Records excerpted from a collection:
= Beginning of Section =
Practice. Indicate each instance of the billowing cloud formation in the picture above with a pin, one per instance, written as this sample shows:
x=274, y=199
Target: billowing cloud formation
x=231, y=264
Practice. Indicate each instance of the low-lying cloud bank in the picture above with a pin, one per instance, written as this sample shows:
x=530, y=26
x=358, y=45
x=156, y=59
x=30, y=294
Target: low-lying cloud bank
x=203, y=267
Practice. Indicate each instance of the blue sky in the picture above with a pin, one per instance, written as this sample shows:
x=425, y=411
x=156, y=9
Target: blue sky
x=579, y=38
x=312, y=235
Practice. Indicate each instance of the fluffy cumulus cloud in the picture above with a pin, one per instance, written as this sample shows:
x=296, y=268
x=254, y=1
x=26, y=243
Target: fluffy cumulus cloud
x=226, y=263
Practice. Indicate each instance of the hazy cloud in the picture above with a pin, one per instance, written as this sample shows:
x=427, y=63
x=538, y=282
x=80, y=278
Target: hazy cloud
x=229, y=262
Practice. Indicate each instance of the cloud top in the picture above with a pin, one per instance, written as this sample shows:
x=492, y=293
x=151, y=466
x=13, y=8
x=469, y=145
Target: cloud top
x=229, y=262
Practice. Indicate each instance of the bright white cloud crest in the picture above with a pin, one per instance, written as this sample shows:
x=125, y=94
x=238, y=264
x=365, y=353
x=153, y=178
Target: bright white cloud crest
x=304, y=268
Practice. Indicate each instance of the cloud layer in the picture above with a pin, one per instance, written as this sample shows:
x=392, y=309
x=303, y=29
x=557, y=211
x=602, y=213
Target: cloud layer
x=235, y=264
= End of Section =
_YOUR INSTRUCTIONS_
Reproduce all records exactly, without omissions.

_EXERCISE ANSWER_
Practice. Indicate each instance of the billowing cloud formation in the picture above with a pin, one per instance, written as this sample shows:
x=274, y=199
Target: billowing cloud formation
x=231, y=264
Practice. Indicate each instance of the low-lying cloud bank in the picture above with a pin, one per instance, written as this sample shows:
x=530, y=26
x=358, y=45
x=156, y=59
x=30, y=294
Target: low-lying cloud bank
x=203, y=267
Practice. Indicate each instance of the blue sky in the picture above with a pin, one per instance, written as this sample shows:
x=425, y=411
x=156, y=9
Target: blue sky
x=579, y=38
x=312, y=235
Practice. Indicate each instance of the fluffy cumulus cloud in the picture above with a pin, one per instance, written as this sample shows:
x=296, y=268
x=254, y=1
x=26, y=243
Target: fluffy cumulus cloud
x=226, y=263
Practice. Indicate each instance of the hazy cloud in the picture above with a pin, one per instance, written as this sample shows:
x=427, y=63
x=538, y=282
x=80, y=278
Target: hazy cloud
x=229, y=262
Practice. Indicate each instance of the cloud top in the picture above with a pin, one per instance, written as this sample shows:
x=492, y=293
x=151, y=466
x=13, y=8
x=469, y=145
Target: cloud top
x=229, y=262
Practice. Indicate each instance of the bright white cloud crest in the picture above with a pin, one per instance, written as this sample shows:
x=125, y=94
x=238, y=264
x=365, y=353
x=153, y=178
Target: bright white cloud crest
x=304, y=268
Practice. Indicate each instance of the cloud layer in the picture above with a pin, one per instance, written as this sample shows:
x=392, y=309
x=303, y=29
x=557, y=211
x=602, y=213
Target: cloud layer
x=235, y=264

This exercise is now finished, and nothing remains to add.